**Excerpt to read:**
------------------------------------------------

We were standing on the footpath outside the Oberoi Hotel in Mumbai’s Nariman Point. It used to be one of our preferred fundraising locations when I used to do face to face fundraising back in 2002. People who used to work in and around Nariman Point were familiar with us fundraisers, and we used to stop them during the day asking for their time and money to support our cause.
There used to local cabs called kaali peeli taxis (which translates to black and yellow taxis) lined up outside the prestigious hotel waiting to ferry passengers. There were no Ubers back then and so this was the most popular mode of transportation.
I met a driver once-a man called Mr Khan- though I don’t recollect his first name anymore. He reached out to me and asked me what we do and I took my time to explain our work to him. We talked about what our organisation does and what we expect from the people whom we approach daily. Our target audience was mostly white collar, salaried employees working at 9 to 5 jobs at corporate organizations. The monthly contribution we asked for back then was Rs. 100–150 per month which was not a small amount.
To my surprise, after patiently hearing me out, he told me that he would like to become a ‘member’ of our organization and donate to us. He believed that the work we were doing was important and benefits everyone.
He was about to fill up the form to make his donation, but just at that moment a passenger signalled for him and he had to leave. He promised me that if he finds one of us fundraisers again, that he would sign up to our cause.
I am not sure whether he met someone later or ever completed the donation process, but his intention of contributing left me inspired.
There was another incident where someone approached one of our team members. He wanted to know what we do and after hearing about our work said that he wanted to contribute. The fundraiser asked him where he works and he told him that he is the cleaning and support staff with RBI. He said, “Main jhaadu maarta hoon” (I am a sweeper).

------------------------------------------------

**Given entries:**
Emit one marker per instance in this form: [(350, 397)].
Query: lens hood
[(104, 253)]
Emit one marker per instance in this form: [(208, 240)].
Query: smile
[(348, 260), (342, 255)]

------------------------------------------------

**Exercise directions:** List every city, neighborhood, or building that is named in the fundraising account above.

**Reply to the exercise:** Mumbai, Nariman Point, Oberoi Hotel